# Short problem:
Extract each line of the items below that contains the word "small", and reproduce every such line in full.

Excerpts from a dataset on object pointing:
-- Begin --
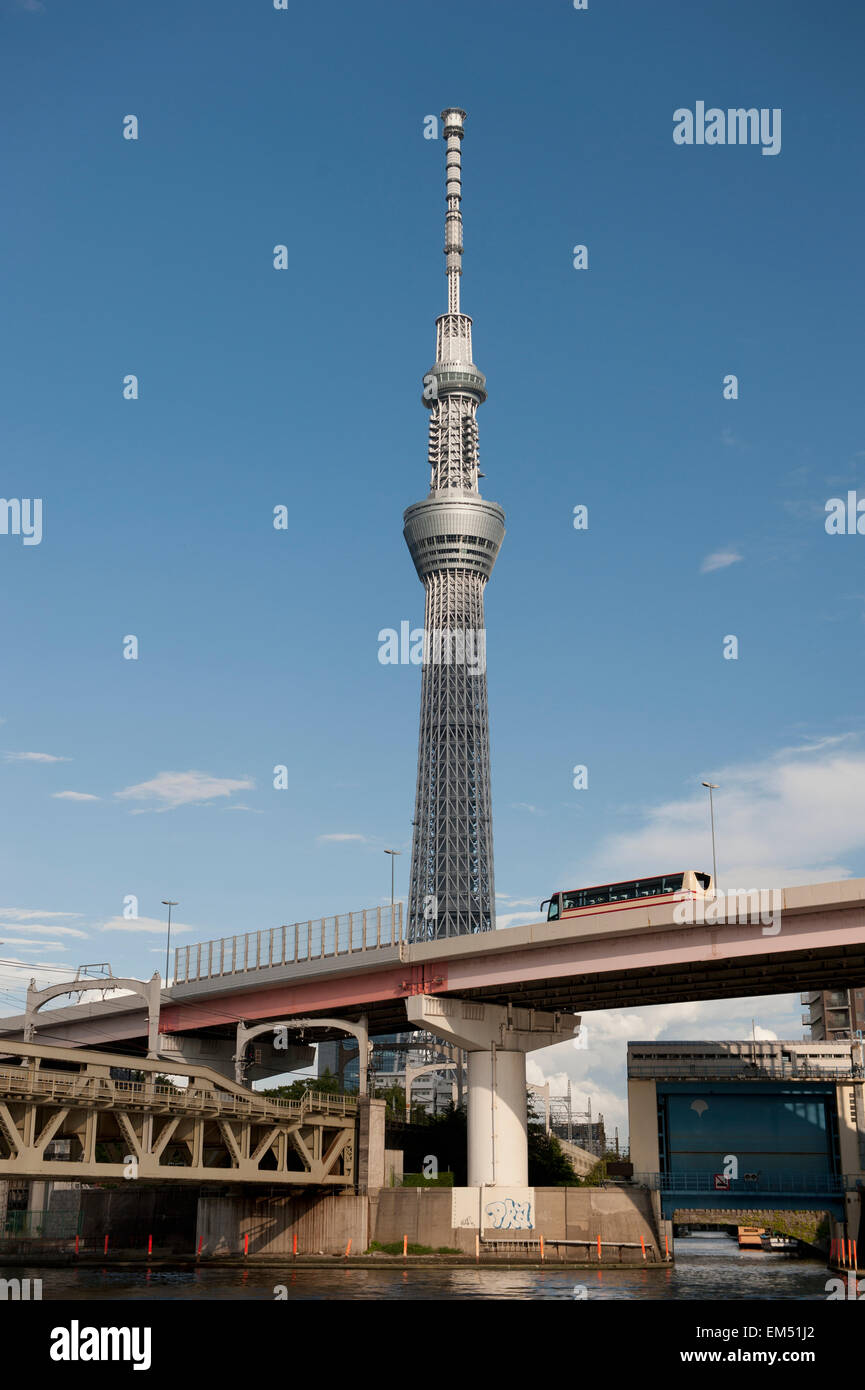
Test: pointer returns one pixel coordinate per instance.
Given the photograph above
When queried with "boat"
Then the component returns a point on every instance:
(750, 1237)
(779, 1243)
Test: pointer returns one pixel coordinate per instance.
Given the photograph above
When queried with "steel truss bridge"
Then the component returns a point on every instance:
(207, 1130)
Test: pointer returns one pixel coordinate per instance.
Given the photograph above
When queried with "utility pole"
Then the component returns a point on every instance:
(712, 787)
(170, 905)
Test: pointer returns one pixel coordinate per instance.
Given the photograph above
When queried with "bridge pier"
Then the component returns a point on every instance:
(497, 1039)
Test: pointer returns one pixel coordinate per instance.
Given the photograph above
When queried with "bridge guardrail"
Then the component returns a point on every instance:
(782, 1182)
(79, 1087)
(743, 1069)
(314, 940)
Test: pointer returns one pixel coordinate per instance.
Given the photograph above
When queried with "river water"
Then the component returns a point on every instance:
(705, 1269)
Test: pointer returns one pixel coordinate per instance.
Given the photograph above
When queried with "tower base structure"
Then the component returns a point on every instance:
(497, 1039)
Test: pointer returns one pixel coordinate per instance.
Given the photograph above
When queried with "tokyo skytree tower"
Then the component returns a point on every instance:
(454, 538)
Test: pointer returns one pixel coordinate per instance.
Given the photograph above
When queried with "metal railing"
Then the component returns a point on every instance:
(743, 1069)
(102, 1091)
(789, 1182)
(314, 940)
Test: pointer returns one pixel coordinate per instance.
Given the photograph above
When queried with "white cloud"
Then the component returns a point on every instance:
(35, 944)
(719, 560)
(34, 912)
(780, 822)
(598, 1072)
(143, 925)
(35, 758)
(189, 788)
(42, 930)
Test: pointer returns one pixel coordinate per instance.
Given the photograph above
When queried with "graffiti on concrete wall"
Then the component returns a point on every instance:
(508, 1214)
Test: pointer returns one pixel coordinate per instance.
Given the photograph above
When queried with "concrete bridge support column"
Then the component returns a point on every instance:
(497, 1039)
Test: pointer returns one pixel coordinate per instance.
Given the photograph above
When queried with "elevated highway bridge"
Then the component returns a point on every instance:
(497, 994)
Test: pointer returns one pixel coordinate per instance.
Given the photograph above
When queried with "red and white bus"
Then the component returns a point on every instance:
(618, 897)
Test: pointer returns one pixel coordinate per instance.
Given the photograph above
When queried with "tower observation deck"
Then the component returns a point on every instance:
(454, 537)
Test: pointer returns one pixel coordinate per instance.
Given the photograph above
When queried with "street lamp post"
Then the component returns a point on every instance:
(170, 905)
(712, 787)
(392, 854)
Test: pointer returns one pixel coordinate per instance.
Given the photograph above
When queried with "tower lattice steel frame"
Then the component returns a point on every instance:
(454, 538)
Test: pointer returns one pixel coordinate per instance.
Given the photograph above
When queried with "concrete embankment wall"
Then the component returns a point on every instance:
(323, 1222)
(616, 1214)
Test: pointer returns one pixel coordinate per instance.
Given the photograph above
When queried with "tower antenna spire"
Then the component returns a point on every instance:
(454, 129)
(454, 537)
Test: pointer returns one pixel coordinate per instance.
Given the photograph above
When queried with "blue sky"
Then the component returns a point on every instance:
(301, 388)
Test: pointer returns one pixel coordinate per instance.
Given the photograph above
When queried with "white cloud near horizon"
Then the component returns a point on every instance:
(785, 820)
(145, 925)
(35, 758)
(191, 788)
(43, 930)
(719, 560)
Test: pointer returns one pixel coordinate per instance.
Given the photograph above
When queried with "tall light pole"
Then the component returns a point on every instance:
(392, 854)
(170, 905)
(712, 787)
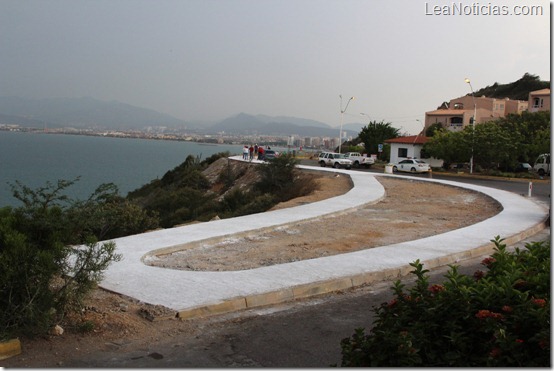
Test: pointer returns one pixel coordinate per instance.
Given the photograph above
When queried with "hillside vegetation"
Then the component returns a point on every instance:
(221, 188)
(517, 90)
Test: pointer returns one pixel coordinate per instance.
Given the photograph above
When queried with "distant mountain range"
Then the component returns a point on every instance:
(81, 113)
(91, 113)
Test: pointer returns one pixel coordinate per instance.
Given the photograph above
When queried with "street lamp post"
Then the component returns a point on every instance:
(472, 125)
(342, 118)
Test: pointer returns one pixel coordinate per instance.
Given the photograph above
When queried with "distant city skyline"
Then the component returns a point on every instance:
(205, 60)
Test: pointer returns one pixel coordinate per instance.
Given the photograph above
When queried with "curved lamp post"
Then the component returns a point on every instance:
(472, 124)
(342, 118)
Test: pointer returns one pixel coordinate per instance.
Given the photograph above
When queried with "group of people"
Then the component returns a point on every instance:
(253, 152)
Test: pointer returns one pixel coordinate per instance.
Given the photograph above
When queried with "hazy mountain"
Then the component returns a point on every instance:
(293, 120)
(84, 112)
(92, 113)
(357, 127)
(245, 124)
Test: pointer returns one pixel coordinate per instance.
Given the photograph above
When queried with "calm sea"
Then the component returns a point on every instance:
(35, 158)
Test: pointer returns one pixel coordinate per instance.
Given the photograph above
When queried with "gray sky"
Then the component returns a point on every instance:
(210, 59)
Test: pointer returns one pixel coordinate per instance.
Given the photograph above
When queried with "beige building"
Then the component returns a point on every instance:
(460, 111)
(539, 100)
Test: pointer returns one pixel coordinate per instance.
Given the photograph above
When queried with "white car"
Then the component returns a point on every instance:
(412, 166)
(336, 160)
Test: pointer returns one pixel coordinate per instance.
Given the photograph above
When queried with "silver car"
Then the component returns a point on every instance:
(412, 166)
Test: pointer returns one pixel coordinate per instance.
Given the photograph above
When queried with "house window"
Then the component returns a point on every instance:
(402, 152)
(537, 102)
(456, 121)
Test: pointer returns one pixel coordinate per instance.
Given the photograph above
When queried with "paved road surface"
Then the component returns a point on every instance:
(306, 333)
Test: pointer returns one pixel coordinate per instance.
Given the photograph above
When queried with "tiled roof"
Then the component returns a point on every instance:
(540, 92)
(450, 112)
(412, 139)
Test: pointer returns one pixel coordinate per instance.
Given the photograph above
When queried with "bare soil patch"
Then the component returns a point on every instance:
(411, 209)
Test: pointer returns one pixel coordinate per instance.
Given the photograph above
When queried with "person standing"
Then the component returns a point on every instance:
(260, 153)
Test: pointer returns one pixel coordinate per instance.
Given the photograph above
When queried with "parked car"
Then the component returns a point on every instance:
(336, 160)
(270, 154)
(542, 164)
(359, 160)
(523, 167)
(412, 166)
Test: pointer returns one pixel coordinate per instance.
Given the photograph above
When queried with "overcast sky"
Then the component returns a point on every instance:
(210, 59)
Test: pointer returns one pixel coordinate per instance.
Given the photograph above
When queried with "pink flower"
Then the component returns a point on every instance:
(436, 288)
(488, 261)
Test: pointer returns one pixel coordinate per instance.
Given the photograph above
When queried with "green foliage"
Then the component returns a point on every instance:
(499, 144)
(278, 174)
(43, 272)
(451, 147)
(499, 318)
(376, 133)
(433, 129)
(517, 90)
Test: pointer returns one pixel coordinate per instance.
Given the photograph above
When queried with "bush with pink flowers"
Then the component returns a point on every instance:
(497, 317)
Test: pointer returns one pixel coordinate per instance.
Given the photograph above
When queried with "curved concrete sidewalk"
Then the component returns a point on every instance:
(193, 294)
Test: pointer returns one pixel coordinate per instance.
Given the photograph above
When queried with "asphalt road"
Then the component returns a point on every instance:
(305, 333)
-- End --
-- Begin --
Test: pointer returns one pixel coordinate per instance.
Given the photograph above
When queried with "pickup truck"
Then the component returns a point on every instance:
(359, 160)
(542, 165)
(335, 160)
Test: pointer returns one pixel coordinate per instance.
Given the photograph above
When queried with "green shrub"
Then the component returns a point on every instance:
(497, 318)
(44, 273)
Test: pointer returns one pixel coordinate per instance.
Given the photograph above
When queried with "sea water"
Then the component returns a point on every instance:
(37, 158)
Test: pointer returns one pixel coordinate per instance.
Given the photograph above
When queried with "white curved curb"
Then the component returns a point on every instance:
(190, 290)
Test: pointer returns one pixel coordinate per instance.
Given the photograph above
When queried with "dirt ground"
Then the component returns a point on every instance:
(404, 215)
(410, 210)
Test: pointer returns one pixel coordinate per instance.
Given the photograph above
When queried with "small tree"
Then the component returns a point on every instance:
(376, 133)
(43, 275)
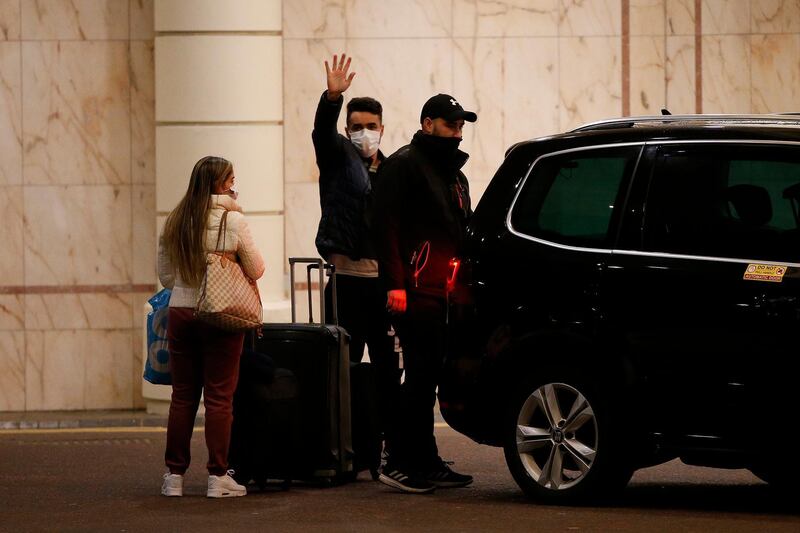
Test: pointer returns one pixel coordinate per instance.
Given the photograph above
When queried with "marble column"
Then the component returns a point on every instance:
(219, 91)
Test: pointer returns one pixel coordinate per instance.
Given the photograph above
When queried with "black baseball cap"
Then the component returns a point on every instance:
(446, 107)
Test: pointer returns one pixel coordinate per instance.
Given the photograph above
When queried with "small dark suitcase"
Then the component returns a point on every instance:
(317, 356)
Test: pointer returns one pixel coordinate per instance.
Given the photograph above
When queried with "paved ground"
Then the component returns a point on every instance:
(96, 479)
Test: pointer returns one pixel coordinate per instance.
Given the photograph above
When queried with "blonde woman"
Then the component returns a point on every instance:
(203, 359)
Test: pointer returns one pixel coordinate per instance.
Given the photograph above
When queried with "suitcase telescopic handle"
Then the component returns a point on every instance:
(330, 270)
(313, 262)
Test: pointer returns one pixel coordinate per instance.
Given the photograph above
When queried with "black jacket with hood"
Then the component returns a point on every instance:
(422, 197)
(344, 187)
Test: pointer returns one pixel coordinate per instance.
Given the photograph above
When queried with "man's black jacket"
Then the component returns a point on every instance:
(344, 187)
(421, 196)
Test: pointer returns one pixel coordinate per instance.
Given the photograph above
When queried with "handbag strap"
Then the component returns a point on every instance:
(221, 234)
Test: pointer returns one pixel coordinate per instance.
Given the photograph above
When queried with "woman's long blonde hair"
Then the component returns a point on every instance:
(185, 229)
-- End --
-- Begin --
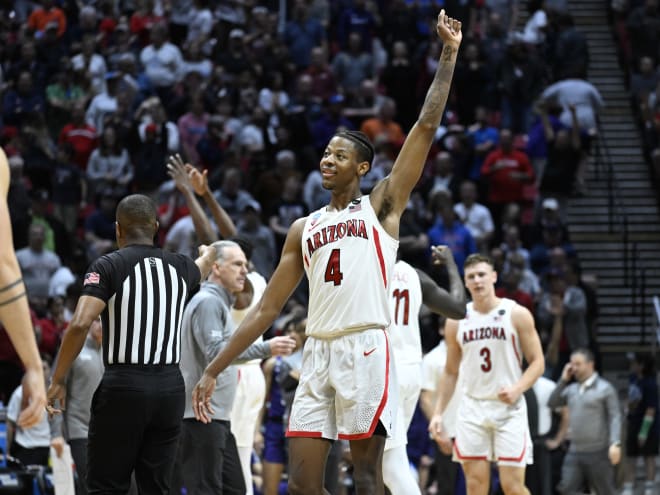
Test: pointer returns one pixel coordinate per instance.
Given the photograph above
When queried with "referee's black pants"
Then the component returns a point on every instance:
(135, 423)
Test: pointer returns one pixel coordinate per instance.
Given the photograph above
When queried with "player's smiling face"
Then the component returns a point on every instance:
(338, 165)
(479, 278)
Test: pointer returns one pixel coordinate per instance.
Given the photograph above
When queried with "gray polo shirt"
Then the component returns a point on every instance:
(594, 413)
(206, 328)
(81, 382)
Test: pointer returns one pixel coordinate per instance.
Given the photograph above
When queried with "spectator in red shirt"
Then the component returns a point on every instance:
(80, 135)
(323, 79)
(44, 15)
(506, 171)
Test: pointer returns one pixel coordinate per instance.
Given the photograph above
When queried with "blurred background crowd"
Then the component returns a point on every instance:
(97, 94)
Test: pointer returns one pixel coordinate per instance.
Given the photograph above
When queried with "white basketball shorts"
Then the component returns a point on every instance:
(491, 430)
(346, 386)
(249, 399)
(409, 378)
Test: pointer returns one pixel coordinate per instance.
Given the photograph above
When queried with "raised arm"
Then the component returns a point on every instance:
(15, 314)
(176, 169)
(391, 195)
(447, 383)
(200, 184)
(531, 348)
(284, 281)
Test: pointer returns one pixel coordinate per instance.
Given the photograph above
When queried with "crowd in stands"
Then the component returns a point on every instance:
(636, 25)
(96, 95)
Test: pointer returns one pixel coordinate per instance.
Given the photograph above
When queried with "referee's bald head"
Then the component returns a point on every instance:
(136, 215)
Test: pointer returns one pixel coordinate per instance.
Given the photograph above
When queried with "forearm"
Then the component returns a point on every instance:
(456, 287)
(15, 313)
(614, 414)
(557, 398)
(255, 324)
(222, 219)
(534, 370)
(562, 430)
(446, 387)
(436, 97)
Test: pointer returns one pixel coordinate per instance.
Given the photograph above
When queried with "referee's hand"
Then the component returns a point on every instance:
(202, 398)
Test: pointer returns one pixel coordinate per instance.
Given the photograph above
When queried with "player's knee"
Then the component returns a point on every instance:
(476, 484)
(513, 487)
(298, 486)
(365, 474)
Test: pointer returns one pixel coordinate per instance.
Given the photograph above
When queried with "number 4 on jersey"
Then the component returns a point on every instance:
-- End --
# Answer to the task:
When queried with "small tree"
When queried with "small dark suitcase"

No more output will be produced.